GOAL OF THE EXERCISE
All of the data below should be copied exactly as it stands.

EXERCISE INPUTS
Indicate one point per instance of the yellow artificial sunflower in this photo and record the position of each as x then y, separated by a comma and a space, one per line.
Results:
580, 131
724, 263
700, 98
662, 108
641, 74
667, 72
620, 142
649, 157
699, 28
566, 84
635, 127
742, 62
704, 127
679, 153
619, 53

FINAL ANSWER
Indicate one point per instance of the yellow artificial sunflower in this photo and record the position of each as x then y, separated by a comma and a space, one per line.
Results:
580, 131
724, 263
700, 98
662, 108
641, 74
667, 72
620, 142
649, 157
699, 28
566, 84
635, 127
742, 62
704, 127
679, 153
619, 53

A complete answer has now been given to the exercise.